The task - Rewrite each of the records below, putting "plan a pick" in place of every occurrence of "plan a grasp" and leaving the rest of each record as it is.

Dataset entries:

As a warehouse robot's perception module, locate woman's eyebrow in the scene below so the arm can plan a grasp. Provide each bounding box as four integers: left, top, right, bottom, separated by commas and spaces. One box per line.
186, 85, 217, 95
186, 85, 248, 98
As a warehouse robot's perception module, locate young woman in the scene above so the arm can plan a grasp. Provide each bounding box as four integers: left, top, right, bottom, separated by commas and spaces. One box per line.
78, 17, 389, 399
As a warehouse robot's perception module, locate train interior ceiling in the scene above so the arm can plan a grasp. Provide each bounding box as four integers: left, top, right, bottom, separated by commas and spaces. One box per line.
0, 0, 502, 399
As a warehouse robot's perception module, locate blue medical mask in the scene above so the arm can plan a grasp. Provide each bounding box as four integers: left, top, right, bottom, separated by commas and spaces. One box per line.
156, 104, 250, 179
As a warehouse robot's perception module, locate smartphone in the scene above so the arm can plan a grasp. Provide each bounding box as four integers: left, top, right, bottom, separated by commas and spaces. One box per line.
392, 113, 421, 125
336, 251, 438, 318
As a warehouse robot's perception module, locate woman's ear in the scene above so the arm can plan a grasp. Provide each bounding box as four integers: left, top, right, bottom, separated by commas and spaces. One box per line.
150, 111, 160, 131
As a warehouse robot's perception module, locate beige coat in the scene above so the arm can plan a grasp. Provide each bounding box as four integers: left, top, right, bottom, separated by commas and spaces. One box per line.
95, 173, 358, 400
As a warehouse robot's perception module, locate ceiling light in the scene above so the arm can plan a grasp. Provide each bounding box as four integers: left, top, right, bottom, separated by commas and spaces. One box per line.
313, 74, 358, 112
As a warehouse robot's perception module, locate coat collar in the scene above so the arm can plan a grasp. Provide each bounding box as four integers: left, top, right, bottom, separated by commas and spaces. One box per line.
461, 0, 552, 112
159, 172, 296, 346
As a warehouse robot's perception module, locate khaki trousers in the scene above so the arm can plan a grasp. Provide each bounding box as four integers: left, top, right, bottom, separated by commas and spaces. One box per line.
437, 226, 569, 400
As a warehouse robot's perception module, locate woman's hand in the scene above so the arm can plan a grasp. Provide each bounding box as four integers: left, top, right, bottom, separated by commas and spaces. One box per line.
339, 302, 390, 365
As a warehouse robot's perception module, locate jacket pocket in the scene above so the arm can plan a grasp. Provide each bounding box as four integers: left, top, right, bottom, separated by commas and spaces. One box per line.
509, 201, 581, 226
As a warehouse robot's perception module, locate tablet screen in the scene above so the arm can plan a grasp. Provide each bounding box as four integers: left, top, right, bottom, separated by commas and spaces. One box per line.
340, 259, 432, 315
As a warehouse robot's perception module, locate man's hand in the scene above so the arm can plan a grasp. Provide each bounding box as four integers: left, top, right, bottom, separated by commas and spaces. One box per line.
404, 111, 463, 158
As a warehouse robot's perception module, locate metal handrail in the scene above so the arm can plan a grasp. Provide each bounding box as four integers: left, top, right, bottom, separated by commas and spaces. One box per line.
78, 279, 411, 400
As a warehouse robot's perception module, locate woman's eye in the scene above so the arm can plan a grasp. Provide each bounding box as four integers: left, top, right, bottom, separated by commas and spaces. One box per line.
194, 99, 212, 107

Task solution -
As a warehouse robot's perception module, locate woman's eyebrow in the scene below so the arm can plan a pick. Provide each bounding box as four integers: left, top, right, bottom, separated by commas and spaces. One box per line.
186, 85, 217, 95
186, 85, 248, 98
As a warehouse robot's perception module, locate young woman in the scene above so the arm can plan a pick. Provide each bounding box as four integers: left, top, right, bottom, separated by commas and spaces. One box per line.
78, 17, 389, 399
As a warehouse robot's perception module, locate train interior ceiling in the scene above so the arm can plan a pick. Provide each bounding box as four integers: left, top, right, bottom, separated by commas and spaces. One box per line.
0, 0, 502, 399
As a warehouse robot's perception module, locate blue medical mask in the scene above so the arm can plan a pick. Provide each bounding box as four integers: left, top, right, bottom, separated by commas and spaces. One box per line.
156, 104, 250, 179
As a warehouse robot's perception module, locate smartphone in the scene above so the arm can plan a pick. Provide each bounding box as four integers: left, top, right, bottom, separated by commas and spaces. One box per line.
392, 113, 421, 125
336, 251, 438, 318
As a warehouse robot's perception module, locate woman's ear in the scene above so the arm can plan a pick. Provide each bounding box as four integers: left, top, right, bottom, separated by commas and spaces. One box per line.
150, 111, 160, 131
As a warehouse robot's perception module, locate beige coat in the scene above so the arm can plan a pick. Provide each bounding box as four integers: left, top, right, bottom, separated by commas and spaces. One box per line.
95, 173, 358, 400
As a warehouse robot's perception module, locate ceiling light in the scene above so the arm can plan a pick. Provide each bounding box as four integers: left, top, right, bottom, separated by commas and spaces. One box per line.
313, 74, 358, 112
As a warehouse robot's perception module, locate coat collar in the scene above so the arm can plan a pick. Provide each bounding box as four integers: left, top, right, bottom, separated by commas and spaces. One box per line.
461, 0, 552, 112
159, 172, 296, 346
As a warehouse robot's perception module, locate khaki trousers in the scene above so the arm can plan a pick. Provide each bounding box as four integers: left, top, right, bottom, separated by commas and spaces. One box per line.
437, 226, 569, 400
As a warehouse robot's perception module, locate woman's hand in the scene above so the arm can plan a pick. Provide each bounding box as four integers: left, top, right, bottom, separated by commas and spaces. One box per line.
339, 302, 390, 365
As a warehouse robot's perception module, locate jacket pocket in the scene above so the arm can plan a pick. Provide each bounding box as four integers: left, top, right, bottom, separated by commas and spaces. One box per line.
509, 201, 581, 226
As a warehouse robot's perception module, locate tablet screen in the scene above so the arm can plan a pick. Provide each bounding box as four integers: left, top, right, bottom, separated by commas and spaces. One box per line.
340, 259, 432, 315
As a warehouse robot's perception module, locate man's hand in the scene above so the arm can plan a pick. Provide each bounding box as four integers: left, top, right, bottom, separated by commas and spaces. One box per line.
404, 111, 463, 158
As a warehouse robot's perception module, locate metal handrail in the scene above so the arm can plan a pick. Provide each bounding box as four integers: left, top, right, bottom, separated by commas and spaces. One box per line.
78, 279, 411, 400
As a warehouse robot's perception module, locate woman's eye in the scene above so the arm can plan a pick. Provide each bounding box as four integers: left, top, right, bottom, separated by commas and spaces. One box per line.
194, 99, 212, 107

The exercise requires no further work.